[What is being asked]:
Print the full article on Jamaica's US$550 million payout to National Debt Exchange bondholders, word for word.

Updated: 03-12-2024 - 12:00PM 9 2 CLOSED
Feb 12, 2016
The Government of Jamaica was expected yesterday to have paid out US$550 million to bondholders of the restructured securities affected by the National Debt Exchange (NDX) programme.
Minister of Finance Dr Peter Phillips announced the pending payment while speaking during an interview aired online on Bloomberg Business on Wednesday.
“Tomorrow we will be paying out US$550 million in restructured bond arrangements. It’s a good thing,” Phillips outlined, also adding that the Government was going back to the market with new bond issues, some of which he said would be listed on the Stock Exchange, “hoping to generate a secondary market”.
The Ministry of Finance and Panning is expected to issue new bonds totalling $15 billion.
Under the NDX, financial institutions and government bondholders were required to exchange their existing bonds for bonds with longer maturities and at lower interest rates. The principal was not affected.

[Extracted records]
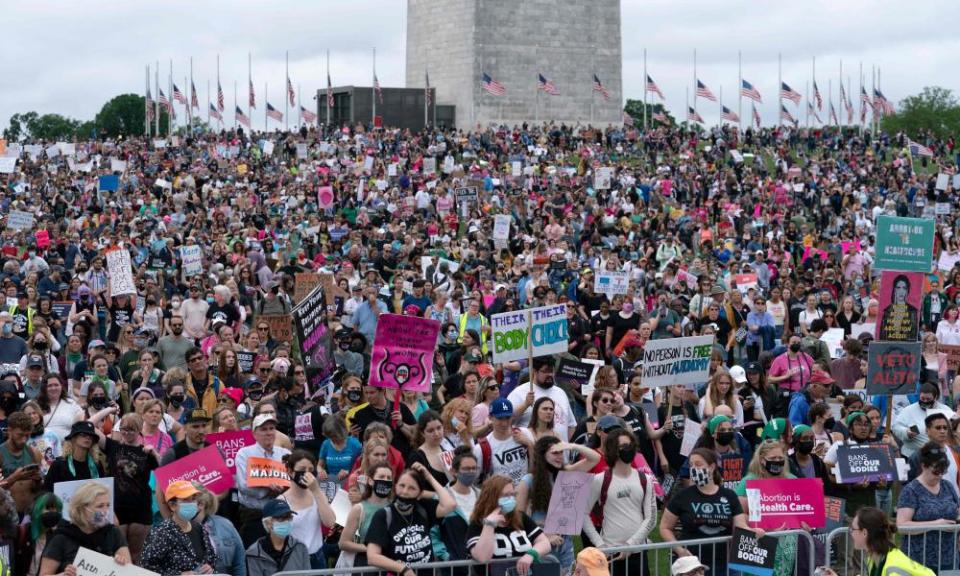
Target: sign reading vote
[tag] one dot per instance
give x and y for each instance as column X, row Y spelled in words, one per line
column 904, row 244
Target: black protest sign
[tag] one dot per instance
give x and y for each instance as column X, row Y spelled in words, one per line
column 893, row 367
column 752, row 555
column 865, row 463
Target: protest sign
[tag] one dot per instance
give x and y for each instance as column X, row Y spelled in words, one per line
column 229, row 443
column 901, row 294
column 120, row 273
column 264, row 473
column 787, row 502
column 857, row 463
column 192, row 258
column 611, row 282
column 19, row 220
column 64, row 491
column 402, row 355
column 90, row 563
column 205, row 466
column 281, row 326
column 676, row 361
column 752, row 555
column 904, row 244
column 893, row 367
column 568, row 503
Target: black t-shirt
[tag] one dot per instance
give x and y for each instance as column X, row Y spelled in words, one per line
column 369, row 415
column 405, row 539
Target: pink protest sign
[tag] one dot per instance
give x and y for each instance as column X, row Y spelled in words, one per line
column 205, row 466
column 230, row 443
column 785, row 504
column 402, row 355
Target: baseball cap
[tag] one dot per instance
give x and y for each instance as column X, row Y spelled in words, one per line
column 501, row 408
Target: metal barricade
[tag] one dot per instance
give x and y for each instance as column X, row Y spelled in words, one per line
column 652, row 559
column 933, row 546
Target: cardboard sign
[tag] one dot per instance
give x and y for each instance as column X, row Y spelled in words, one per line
column 229, row 443
column 281, row 326
column 673, row 361
column 864, row 463
column 901, row 295
column 785, row 502
column 568, row 503
column 264, row 473
column 402, row 355
column 893, row 367
column 205, row 466
column 611, row 282
column 752, row 555
column 90, row 563
column 904, row 244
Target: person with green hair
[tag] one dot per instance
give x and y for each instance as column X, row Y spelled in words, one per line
column 45, row 515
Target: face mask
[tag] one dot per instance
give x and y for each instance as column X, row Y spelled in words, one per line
column 50, row 519
column 382, row 488
column 774, row 467
column 188, row 510
column 700, row 476
column 281, row 529
column 724, row 438
column 467, row 478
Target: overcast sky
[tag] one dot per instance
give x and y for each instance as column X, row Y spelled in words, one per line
column 71, row 57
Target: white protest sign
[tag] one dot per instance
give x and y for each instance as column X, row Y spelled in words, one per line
column 611, row 282
column 677, row 361
column 65, row 490
column 90, row 563
column 19, row 220
column 120, row 273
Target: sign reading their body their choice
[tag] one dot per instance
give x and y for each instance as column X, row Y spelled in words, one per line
column 904, row 244
column 790, row 503
column 893, row 367
column 546, row 330
column 673, row 361
column 402, row 355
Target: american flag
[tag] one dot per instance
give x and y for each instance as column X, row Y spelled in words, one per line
column 274, row 113
column 786, row 115
column 918, row 149
column 599, row 87
column 748, row 91
column 704, row 92
column 492, row 87
column 652, row 87
column 178, row 95
column 376, row 87
column 241, row 117
column 214, row 113
column 789, row 93
column 547, row 86
column 194, row 101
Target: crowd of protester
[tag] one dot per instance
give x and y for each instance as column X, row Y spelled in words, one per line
column 96, row 384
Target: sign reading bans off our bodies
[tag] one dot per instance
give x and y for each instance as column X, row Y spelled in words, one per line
column 673, row 361
column 546, row 328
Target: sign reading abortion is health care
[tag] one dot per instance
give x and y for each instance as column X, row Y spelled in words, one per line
column 546, row 328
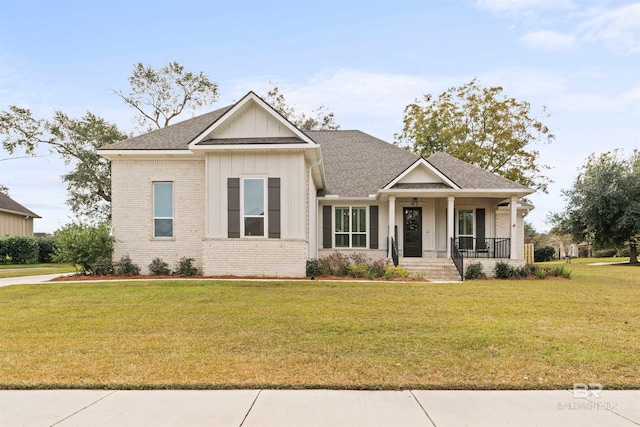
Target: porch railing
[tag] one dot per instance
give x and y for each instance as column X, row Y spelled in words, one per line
column 457, row 258
column 394, row 251
column 489, row 247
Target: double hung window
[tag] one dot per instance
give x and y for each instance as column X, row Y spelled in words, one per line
column 350, row 227
column 163, row 209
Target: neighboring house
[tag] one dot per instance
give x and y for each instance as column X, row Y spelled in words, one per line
column 245, row 193
column 15, row 219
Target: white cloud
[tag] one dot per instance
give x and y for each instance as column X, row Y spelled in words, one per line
column 520, row 5
column 549, row 41
column 618, row 30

[Answer to this task]:
Updated: 03-12-2024 - 12:00PM 9 2 CLOSED
Feb 12, 2016
The Government of Jamaica was expected yesterday to have paid out US$550 million to bondholders of the restructured securities affected by the National Debt Exchange (NDX) programme.
Minister of Finance Dr Peter Phillips announced the pending payment while speaking during an interview aired online on Bloomberg Business on Wednesday.
“Tomorrow we will be paying out US$550 million in restructured bond arrangements. It’s a good thing,” Phillips outlined, also adding that the Government was going back to the market with new bond issues, some of which he said would be listed on the Stock Exchange, “hoping to generate a secondary market”.
The Ministry of Finance and Panning is expected to issue new bonds totalling $15 billion.
Under the NDX, financial institutions and government bondholders were required to exchange their existing bonds for bonds with longer maturities and at lower interest rates. The principal was not affected.